Problem requirements:
Without the pictures, set down every line of the data exactly.
□ □ □
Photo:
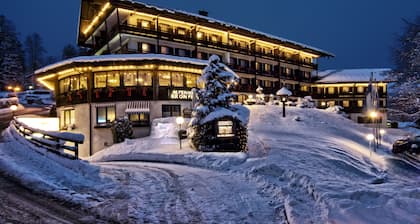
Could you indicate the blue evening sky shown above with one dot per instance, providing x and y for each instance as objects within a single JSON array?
[{"x": 360, "y": 33}]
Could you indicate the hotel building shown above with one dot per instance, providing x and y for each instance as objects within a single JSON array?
[{"x": 145, "y": 61}]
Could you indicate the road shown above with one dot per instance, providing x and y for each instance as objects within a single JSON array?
[
  {"x": 20, "y": 205},
  {"x": 168, "y": 193}
]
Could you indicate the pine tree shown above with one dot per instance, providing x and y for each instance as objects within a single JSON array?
[
  {"x": 11, "y": 55},
  {"x": 404, "y": 98},
  {"x": 34, "y": 52},
  {"x": 214, "y": 99},
  {"x": 69, "y": 51}
]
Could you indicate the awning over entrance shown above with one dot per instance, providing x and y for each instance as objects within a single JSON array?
[{"x": 138, "y": 107}]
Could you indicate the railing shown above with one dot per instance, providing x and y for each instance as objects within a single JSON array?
[{"x": 62, "y": 143}]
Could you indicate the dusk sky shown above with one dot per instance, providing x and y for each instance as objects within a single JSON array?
[{"x": 359, "y": 32}]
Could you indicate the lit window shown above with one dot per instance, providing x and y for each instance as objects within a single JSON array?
[
  {"x": 113, "y": 79},
  {"x": 346, "y": 103},
  {"x": 145, "y": 24},
  {"x": 130, "y": 78},
  {"x": 346, "y": 89},
  {"x": 100, "y": 80},
  {"x": 177, "y": 79},
  {"x": 200, "y": 35},
  {"x": 191, "y": 80},
  {"x": 67, "y": 118},
  {"x": 145, "y": 48},
  {"x": 105, "y": 115},
  {"x": 225, "y": 129},
  {"x": 139, "y": 119},
  {"x": 164, "y": 79},
  {"x": 145, "y": 78},
  {"x": 171, "y": 110}
]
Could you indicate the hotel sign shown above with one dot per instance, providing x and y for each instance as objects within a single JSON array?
□ □ □
Solution for this problem:
Photo:
Could you indicate the blue evening sky shown above with one dot per instance, providing x and y for each instance as objects within a single JSON array?
[{"x": 360, "y": 33}]
Could you indicate the hotel building shown above with one dot per instance, providing x and y for each instance as objects within a single JSON array?
[{"x": 145, "y": 61}]
Could you indicate the road shown above with one dot per instance, providing x and y for each instance as objects within a single JSON array?
[
  {"x": 20, "y": 205},
  {"x": 168, "y": 193}
]
Could you indicate the pine tree shown above with one dot per instance, providing x and y for each instance as objects within a single JSON array?
[
  {"x": 11, "y": 55},
  {"x": 404, "y": 98},
  {"x": 34, "y": 52},
  {"x": 214, "y": 99},
  {"x": 69, "y": 51}
]
Could you indicate the awning over entrance shown above with one dot per instance, providing x and y for each instance as objects within a single JSON array?
[{"x": 138, "y": 107}]
Could you indicate the railing shown above with one dot per instance, providing x and y for each instance as objects within a single JSON array?
[{"x": 62, "y": 143}]
Could you indicate the dusk sky shown above with one dot per instance, providing x and y for each instance as objects within a single JSON array?
[{"x": 359, "y": 32}]
Could you indicate the lit window shown above with one dot per instance, providing x and y for each instance as objects within a single JSON array?
[
  {"x": 113, "y": 79},
  {"x": 346, "y": 103},
  {"x": 145, "y": 24},
  {"x": 130, "y": 78},
  {"x": 346, "y": 89},
  {"x": 100, "y": 80},
  {"x": 177, "y": 79},
  {"x": 200, "y": 35},
  {"x": 191, "y": 80},
  {"x": 67, "y": 118},
  {"x": 145, "y": 48},
  {"x": 105, "y": 115},
  {"x": 225, "y": 129},
  {"x": 139, "y": 119},
  {"x": 164, "y": 79},
  {"x": 145, "y": 78},
  {"x": 171, "y": 110}
]
Could you indicate the hotel sign shown above with one dot per instance, providing x and y for each instance as objects within a single JSON array?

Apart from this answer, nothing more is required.